== EXERCISE BRIEF ==
Each record below is to be reproduced without any change.

╭─ GIVEN RECORDS

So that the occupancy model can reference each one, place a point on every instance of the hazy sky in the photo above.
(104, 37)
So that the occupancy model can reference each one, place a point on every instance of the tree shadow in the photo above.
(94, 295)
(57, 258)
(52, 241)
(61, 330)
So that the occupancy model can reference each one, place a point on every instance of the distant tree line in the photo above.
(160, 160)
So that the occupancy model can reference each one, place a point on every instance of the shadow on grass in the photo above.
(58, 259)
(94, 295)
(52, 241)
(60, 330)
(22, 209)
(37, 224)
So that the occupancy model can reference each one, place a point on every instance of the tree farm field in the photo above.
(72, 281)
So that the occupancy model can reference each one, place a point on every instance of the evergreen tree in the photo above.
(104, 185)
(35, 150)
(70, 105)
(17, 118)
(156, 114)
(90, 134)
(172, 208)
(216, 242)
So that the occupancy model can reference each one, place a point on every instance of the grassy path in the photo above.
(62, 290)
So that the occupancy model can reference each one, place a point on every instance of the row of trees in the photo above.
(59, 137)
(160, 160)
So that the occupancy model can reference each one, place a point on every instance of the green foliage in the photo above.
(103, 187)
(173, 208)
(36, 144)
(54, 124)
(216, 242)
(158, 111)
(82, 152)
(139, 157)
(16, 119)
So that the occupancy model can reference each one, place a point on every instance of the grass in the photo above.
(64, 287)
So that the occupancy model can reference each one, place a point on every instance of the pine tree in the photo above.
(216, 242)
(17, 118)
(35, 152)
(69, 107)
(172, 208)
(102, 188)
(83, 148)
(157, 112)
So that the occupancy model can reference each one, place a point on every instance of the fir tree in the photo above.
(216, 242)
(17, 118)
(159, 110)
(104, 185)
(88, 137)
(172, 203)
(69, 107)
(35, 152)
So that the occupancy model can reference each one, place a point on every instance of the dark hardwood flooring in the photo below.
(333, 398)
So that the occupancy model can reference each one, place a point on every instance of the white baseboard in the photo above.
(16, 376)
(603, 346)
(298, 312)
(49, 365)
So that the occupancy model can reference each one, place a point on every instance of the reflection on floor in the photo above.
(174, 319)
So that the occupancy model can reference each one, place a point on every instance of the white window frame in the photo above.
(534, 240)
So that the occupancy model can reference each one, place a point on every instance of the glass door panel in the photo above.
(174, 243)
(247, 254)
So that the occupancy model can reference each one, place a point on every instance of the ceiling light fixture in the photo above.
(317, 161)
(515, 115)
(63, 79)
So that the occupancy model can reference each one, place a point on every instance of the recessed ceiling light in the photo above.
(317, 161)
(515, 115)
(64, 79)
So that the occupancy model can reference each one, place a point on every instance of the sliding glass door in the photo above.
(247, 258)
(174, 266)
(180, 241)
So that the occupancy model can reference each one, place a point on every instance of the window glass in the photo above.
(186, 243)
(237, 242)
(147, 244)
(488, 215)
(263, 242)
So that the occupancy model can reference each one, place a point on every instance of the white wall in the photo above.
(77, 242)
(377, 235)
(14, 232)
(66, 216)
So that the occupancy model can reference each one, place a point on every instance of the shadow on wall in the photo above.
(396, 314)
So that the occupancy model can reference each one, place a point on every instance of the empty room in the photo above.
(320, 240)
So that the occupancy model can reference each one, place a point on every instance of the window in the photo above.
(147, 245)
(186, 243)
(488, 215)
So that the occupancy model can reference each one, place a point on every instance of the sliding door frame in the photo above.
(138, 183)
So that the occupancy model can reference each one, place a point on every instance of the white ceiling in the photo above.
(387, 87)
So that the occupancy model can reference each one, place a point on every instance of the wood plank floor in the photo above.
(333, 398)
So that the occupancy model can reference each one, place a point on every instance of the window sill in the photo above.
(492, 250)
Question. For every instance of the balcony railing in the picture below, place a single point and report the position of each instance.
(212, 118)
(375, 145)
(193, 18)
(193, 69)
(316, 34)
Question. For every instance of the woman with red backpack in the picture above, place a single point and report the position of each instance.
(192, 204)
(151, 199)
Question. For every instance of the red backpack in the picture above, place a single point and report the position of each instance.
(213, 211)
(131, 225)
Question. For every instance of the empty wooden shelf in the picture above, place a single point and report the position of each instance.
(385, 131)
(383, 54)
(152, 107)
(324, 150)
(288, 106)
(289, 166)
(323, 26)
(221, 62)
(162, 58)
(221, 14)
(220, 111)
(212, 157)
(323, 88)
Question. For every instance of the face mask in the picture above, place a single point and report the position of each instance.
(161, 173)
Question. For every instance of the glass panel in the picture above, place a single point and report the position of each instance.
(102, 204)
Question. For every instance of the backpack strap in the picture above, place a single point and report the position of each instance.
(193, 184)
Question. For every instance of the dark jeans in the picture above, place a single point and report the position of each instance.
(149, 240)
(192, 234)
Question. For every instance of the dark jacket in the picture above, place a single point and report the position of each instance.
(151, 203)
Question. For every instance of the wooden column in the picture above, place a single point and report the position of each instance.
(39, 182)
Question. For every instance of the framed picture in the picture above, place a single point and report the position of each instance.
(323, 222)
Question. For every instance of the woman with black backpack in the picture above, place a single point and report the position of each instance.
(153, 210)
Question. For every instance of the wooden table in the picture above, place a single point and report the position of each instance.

╰─

== TASK RESPONSE ==
So that the occupancy model can reference each one, place a point on every instance of the hazy sky in the photo above.
(104, 37)
So that the occupancy model can reference each one, place a point on every instance of the tree shadow in the photo above.
(94, 295)
(57, 258)
(52, 241)
(61, 330)
So that the occupancy model can reference each one, place a point on every instance of the distant tree line in the photo above.
(160, 160)
So that the occupancy model can reference each one, place a point on every instance of the shadow on grass in the photo above.
(58, 259)
(94, 295)
(52, 241)
(60, 330)
(22, 209)
(37, 224)
So that the occupancy model can reference each one, place a point on every instance of the tree farm field in the photo above.
(72, 281)
So that the occupancy model can reference each one, place a point on every instance of the evergreen tree in the photo above.
(104, 185)
(35, 150)
(70, 105)
(17, 118)
(156, 114)
(90, 134)
(172, 208)
(216, 242)
So that the occupancy model can reference each one, place a point on every instance of the grassy path in the photo above.
(62, 290)
So that the occupancy model can reference each one, place a point on every instance of the row of trees in the photo above.
(59, 137)
(160, 160)
So that the occupancy model can reference each one, place a point on every instance of the green foliage in the photo above.
(103, 187)
(173, 208)
(36, 144)
(54, 124)
(216, 242)
(158, 111)
(82, 152)
(139, 157)
(16, 119)
So that the occupancy model can reference each one, place a point on every instance of the grass in the photo above.
(64, 287)
So that the occupancy model can reference each one, place a point on every instance of the pine tree in the photo above.
(216, 242)
(17, 118)
(35, 152)
(69, 107)
(172, 208)
(102, 188)
(83, 148)
(157, 112)
So that the occupancy model can reference each one, place a point on every instance of the fir tree in the photo above.
(216, 242)
(17, 118)
(159, 110)
(104, 185)
(88, 137)
(172, 203)
(69, 107)
(35, 152)
So that the occupancy model can reference each one, place a point on every instance of the dark hardwood flooring in the photo below.
(333, 398)
So that the occupancy model can reference each one, place a point on every instance of the white baseboard in the photo above.
(16, 376)
(603, 346)
(298, 312)
(49, 365)
So that the occupancy model can reference each one, place a point on every instance of the reflection on floor in the photo above.
(174, 319)
So that the occupancy model can reference each one, place a point on every instance of the white window frame in the photo above.
(534, 240)
So that the occupancy model can reference each one, place a point on every instance of the glass door panel in the photo above.
(174, 243)
(247, 254)
So that the occupancy model can reference each one, place a point on every instance of the ceiling light fixture in the photo above.
(317, 161)
(515, 115)
(63, 79)
So that the occupancy model can reference each one, place a point on every instance of the recessed ceiling light in the photo above.
(317, 161)
(515, 115)
(64, 79)
So that the occupancy model can reference each one, place a point on every instance of the sliding glass door in the photo above.
(247, 258)
(174, 266)
(180, 241)
So that the occupancy model can reference each one, place a point on every instance of the window glass in the photo above.
(186, 243)
(237, 242)
(147, 244)
(488, 215)
(263, 242)
So that the occupancy model can reference each one, place a point on every instance of the white wall in the photo above.
(77, 242)
(377, 235)
(14, 232)
(66, 216)
So that the occupancy model can reference each one, place a point on every instance of the shadow on wall in the photo above.
(396, 314)
So that the occupancy model can reference each one, place a point on every instance of the empty room in the photo above.
(320, 240)
So that the occupancy model can reference each one, place a point on every instance of the window in the photo above.
(147, 245)
(186, 243)
(488, 215)
So that the occupancy model can reference each one, place a point on every instance of the sliding door frame in the photo above.
(138, 183)
So that the occupancy model can reference each one, place a point on every instance of the white ceiling in the photo above.
(387, 87)
So that the occupancy model can reference each one, place a point on every instance of the wood plank floor in the photo above.
(333, 398)
So that the occupancy model can reference each one, place a point on every instance of the window sill in the photo above.
(492, 250)
Question. For every instance of the balcony railing in the picture below, place a single point and report the position of each instance.
(212, 118)
(375, 145)
(193, 18)
(193, 69)
(316, 34)
Question. For every instance of the woman with red backpack in the picture above, place a single point and report the position of each instance.
(192, 204)
(151, 199)
Question. For every instance of the red backpack in the picture above, place a single point and report the position of each instance.
(213, 211)
(131, 225)
Question. For every instance of the empty wooden shelf in the picture above, place a single point and report the position of each instance.
(385, 131)
(383, 54)
(152, 107)
(324, 150)
(288, 106)
(289, 166)
(323, 26)
(221, 62)
(162, 58)
(221, 14)
(220, 111)
(212, 157)
(323, 88)
Question. For every instance of the face mask in the picture above, place a single point and report the position of each instance.
(161, 173)
Question. For every instance of the glass panel in the picture above, place a single point and report the position of each instance.
(102, 204)
Question. For every instance of the backpack strap in the picture above, place a single point and report the position of each instance.
(193, 184)
Question. For every instance of the dark jeans in the picture above, place a single point and report the position of each instance.
(149, 240)
(192, 234)
Question. For every instance of the dark jacket in the picture above, place a single point and report the position of each instance.
(151, 203)
Question. For every instance of the wooden column in the picture above, place a single point and report the position of each instance.
(39, 182)
Question. For every instance of the framed picture in the picture above, place a single point and report the position of each instance.
(323, 222)
Question. For every instance of the woman with black backpack in the picture above, place a single point and report the position of each instance.
(153, 210)
Question. For every instance of the wooden table in the picture above, place a single point and report the position of each instance.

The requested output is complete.